-- start of SOURCE TEXT --

Use Group Policy to Change the Password for the Local Administrator Account on Multiple Machines

With the stricter security requirements that many of my customers have been facing lately, the question about how to change the local administrator password on 10’s, 100’s, or even 1000’s of windows machines has come up several times recently. With the introduction of Group Policy Preferences, this has become a very easy task. Here are some instructions on how to accomplish this with a minimum amount of work on the part of the administrator.

NOTES: These procedures involve making changes to group policies. Thorough testing should always be performed in a lab environment prior to making any changes to group policy in a production environment. Also, GPP’s are not supported in Windows 2000, so these procedures are only useful on XP SP2 and later operating systems.

-- end of SOURCE TEXT --

### WRITTEN INSTRUCTION A
Rewrite the paragraph of the Group Policy article that begins "NOTES: These procedures" as a short bulleted list that keeps its main facts.
### WRITTEN INSTRUCTION B
According to the Group Policy article, what made changing the local administrator password on many machines a very easy task?
The data after this text isn't needed for anything here.

-- start of RECORDS PROVIDED --

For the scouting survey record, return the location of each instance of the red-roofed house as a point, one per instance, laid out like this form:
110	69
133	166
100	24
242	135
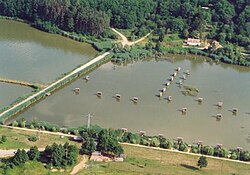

-- end of RECORDS PROVIDED --

### FULL RESPONSE A
- The steps involve changing group policies.
- Always test thoroughly in a lab before changing group policy in a production environment.
- Group Policy Preferences aren't supported in Windows 2000, so the steps only help on XP SP2 and later.

### FULL RESPONSE B
The introduction of Group Policy Preferences.